##### DATASET EXCERPTS

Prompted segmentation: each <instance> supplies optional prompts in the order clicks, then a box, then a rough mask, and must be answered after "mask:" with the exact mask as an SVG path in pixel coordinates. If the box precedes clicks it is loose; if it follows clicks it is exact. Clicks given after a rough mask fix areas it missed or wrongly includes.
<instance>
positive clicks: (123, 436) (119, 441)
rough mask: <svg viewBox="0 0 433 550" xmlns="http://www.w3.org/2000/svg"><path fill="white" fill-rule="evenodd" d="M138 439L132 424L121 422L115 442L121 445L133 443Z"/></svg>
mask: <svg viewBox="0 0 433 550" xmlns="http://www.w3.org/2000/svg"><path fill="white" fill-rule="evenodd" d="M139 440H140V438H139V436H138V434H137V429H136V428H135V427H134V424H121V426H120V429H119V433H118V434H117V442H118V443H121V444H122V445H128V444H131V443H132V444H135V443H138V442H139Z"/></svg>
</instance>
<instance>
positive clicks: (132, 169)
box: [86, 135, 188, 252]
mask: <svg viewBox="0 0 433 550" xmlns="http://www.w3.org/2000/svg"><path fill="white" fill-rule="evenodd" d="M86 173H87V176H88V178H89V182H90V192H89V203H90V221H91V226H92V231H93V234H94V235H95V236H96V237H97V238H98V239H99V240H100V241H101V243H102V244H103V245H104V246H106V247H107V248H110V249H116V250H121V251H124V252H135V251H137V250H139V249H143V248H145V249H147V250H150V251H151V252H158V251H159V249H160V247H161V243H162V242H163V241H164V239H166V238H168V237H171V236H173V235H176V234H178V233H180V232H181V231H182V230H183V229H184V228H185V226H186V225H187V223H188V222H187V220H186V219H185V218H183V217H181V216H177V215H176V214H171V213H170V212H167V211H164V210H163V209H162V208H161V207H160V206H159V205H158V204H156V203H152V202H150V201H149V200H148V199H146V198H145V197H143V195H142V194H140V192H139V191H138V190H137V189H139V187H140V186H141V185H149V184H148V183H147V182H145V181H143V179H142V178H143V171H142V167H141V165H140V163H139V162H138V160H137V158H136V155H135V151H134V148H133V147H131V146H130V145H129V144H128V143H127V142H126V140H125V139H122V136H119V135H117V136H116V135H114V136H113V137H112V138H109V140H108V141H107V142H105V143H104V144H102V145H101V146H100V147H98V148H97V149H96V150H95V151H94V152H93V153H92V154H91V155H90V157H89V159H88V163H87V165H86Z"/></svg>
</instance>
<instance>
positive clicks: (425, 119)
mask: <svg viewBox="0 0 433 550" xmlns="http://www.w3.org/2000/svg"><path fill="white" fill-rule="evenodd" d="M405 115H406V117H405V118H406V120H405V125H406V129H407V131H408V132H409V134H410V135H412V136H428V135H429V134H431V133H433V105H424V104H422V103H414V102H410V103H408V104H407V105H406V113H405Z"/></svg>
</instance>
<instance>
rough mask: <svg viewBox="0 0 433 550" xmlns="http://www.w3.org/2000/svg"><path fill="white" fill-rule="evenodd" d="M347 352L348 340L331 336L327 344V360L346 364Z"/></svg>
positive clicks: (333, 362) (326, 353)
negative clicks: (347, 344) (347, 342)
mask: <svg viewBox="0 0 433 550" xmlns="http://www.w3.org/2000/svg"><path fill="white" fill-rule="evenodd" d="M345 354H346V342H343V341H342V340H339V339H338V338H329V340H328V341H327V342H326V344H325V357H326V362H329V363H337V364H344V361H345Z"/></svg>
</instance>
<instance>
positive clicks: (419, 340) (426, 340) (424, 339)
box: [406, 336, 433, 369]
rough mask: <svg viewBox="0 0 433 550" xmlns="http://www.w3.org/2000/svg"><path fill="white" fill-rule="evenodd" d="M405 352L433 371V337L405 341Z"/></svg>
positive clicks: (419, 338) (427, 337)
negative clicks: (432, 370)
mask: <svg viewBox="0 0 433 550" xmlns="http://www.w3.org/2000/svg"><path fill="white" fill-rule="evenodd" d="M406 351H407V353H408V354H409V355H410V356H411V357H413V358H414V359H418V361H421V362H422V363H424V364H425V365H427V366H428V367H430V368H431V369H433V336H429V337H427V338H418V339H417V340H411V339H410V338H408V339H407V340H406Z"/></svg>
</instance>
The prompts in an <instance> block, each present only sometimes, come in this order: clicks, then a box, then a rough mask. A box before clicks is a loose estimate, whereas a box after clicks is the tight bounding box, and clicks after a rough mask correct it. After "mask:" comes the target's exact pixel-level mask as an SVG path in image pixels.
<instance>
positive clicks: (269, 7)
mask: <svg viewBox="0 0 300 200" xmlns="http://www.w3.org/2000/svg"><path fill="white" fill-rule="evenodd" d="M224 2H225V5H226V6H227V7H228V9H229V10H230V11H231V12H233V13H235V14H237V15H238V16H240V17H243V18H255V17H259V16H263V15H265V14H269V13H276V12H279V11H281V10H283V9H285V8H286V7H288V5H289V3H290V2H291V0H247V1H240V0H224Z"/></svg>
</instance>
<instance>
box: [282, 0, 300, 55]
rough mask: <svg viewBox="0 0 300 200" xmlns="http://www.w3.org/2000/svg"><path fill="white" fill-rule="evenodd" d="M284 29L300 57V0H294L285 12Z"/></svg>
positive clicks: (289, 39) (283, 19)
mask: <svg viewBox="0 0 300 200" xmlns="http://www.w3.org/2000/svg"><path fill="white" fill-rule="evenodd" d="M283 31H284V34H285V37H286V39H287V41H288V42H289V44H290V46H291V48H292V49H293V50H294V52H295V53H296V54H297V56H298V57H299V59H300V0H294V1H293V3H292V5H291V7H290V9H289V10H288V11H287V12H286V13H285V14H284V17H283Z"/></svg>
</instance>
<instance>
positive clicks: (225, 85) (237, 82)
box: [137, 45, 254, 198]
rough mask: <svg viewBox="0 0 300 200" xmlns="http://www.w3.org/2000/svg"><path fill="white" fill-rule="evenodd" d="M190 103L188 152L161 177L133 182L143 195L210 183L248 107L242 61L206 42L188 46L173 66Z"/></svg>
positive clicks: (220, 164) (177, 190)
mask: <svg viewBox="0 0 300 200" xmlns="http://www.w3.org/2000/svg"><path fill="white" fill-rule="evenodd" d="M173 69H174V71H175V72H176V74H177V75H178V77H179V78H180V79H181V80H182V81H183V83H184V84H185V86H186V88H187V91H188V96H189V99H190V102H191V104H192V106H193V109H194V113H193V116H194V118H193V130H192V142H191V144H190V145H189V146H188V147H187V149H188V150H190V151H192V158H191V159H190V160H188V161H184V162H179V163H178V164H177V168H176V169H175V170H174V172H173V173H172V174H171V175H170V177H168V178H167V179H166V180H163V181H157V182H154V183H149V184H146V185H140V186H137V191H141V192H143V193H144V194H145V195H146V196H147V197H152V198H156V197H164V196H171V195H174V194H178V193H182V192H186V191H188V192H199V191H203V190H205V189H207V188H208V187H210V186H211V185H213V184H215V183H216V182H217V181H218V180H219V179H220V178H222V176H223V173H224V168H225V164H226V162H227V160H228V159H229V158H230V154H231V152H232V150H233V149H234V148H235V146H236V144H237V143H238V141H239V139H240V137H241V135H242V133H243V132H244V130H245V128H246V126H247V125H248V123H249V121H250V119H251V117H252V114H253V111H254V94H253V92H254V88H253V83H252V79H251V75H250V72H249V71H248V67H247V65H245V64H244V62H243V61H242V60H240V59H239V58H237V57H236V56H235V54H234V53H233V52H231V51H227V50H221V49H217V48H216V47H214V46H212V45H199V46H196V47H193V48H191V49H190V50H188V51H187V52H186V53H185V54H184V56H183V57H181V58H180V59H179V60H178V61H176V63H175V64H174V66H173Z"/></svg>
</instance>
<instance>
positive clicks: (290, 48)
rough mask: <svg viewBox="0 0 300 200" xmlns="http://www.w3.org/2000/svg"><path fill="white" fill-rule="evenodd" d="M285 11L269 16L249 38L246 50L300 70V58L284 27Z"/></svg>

##########

**TASK PROMPT:**
Beginning at the first line of the records, give again each line exactly as written, ending with the line that contains "positive clicks: (132, 169)".

**TASK RESPONSE:**
Prompted segmentation: each <instance> supplies optional prompts in the order clicks, then a box, then a rough mask, and must be answered after "mask:" with the exact mask as an SVG path in pixel coordinates. If the box precedes clicks it is loose; if it follows clicks it is exact. Clicks given after a rough mask fix areas it missed or wrongly includes.
<instance>
positive clicks: (123, 436) (119, 441)
rough mask: <svg viewBox="0 0 433 550" xmlns="http://www.w3.org/2000/svg"><path fill="white" fill-rule="evenodd" d="M138 439L132 424L121 422L115 442L121 445L133 443Z"/></svg>
mask: <svg viewBox="0 0 433 550" xmlns="http://www.w3.org/2000/svg"><path fill="white" fill-rule="evenodd" d="M139 440H140V438H139V436H138V434H137V429H136V428H135V427H134V424H121V426H120V429H119V433H118V434H117V442H118V443H121V444H122V445H128V444H131V443H132V444H135V443H138V442H139Z"/></svg>
</instance>
<instance>
positive clicks: (132, 169)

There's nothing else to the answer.